▼▼▼
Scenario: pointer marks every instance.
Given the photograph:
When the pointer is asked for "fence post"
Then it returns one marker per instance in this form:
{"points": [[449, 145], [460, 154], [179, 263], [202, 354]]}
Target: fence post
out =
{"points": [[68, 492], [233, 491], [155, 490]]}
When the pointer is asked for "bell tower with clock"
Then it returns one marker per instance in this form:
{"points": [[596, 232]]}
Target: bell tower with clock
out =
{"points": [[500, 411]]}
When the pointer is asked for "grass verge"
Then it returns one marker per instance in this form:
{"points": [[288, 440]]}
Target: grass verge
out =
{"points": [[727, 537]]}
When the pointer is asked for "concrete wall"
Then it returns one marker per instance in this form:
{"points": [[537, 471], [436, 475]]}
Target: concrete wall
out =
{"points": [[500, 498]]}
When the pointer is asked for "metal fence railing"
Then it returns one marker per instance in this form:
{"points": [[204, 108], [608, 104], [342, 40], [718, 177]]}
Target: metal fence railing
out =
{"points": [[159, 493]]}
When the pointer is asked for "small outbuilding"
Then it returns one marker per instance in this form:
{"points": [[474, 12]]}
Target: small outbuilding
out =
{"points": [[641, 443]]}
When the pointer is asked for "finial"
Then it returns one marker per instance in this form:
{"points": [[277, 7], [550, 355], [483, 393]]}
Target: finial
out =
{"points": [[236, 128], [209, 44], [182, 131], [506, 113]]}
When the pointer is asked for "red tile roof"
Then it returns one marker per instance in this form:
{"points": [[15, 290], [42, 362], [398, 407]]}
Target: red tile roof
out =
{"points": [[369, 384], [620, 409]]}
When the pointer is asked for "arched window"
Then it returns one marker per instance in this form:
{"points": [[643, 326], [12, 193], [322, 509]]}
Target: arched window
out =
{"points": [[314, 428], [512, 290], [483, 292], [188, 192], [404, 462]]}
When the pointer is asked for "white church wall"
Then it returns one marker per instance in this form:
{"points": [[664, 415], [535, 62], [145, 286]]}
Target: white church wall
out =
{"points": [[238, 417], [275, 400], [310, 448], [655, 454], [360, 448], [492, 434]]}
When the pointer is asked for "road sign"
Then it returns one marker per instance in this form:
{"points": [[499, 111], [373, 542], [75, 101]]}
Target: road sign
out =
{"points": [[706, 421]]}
▲▲▲
## Task instructions
Your task is to output all of the data above word for word.

## The reply
Scenario: pointer marks every instance.
Given the photograph:
When the pointer is asked for "fence post"
Then it returns one marker per instance in this form:
{"points": [[449, 145], [460, 154], [179, 263], [202, 354]]}
Target: fence post
out =
{"points": [[68, 492], [233, 491], [155, 490]]}
When the pointer is asked for "bell tower with clock"
Then it returns one marker per instance in this form:
{"points": [[596, 232]]}
Target: bell tower with clock
out =
{"points": [[500, 411]]}
When the pointer is asked for "grass verge"
Then it returns one marker per instance in this form:
{"points": [[288, 440]]}
Target: grass verge
out =
{"points": [[727, 537]]}
When the pointer is asked for "concrete wall"
Then it returns one marker per instance in this form:
{"points": [[537, 471], [436, 475]]}
Target: concrete wall
out =
{"points": [[500, 498]]}
When the pointer is asked for "metal fence railing"
Then it returns one marker per instance in this form:
{"points": [[204, 108], [608, 104], [342, 40], [718, 177]]}
Target: metal fence railing
out =
{"points": [[159, 493]]}
When the pointer is asked for "small outbuilding"
Then it returns one marker per instance in this form:
{"points": [[474, 12]]}
Target: small outbuilding
out =
{"points": [[641, 443]]}
When the pointer is asked for "finial"
Then it returns one marker per instance in this form:
{"points": [[277, 7], [550, 355], [483, 393]]}
Target: finial
out =
{"points": [[236, 128], [209, 44], [182, 131], [506, 113]]}
When the pointer is asked for "red tile roof"
Then it returns one marker per instance in this form:
{"points": [[15, 290], [42, 362], [398, 407]]}
Target: red tile roof
out =
{"points": [[369, 384], [620, 409]]}
When the pointer is asked for "arched window"
Then it returns one marker per instance in this form:
{"points": [[643, 326], [12, 193], [322, 509]]}
Target: arched window
out =
{"points": [[314, 428], [512, 290], [483, 292], [188, 192], [404, 462]]}
When the pointer is asked for "white church wall"
Then it returns one marker per instance in this form:
{"points": [[664, 415], [535, 62], [145, 286]]}
Target: white church wall
out =
{"points": [[238, 417], [275, 400], [310, 448], [655, 454], [360, 448], [492, 434]]}
When the pointer is asked for "road sign"
Then it returns one marker per instance in this form:
{"points": [[499, 111], [373, 542], [75, 101]]}
Target: road sign
out =
{"points": [[706, 421]]}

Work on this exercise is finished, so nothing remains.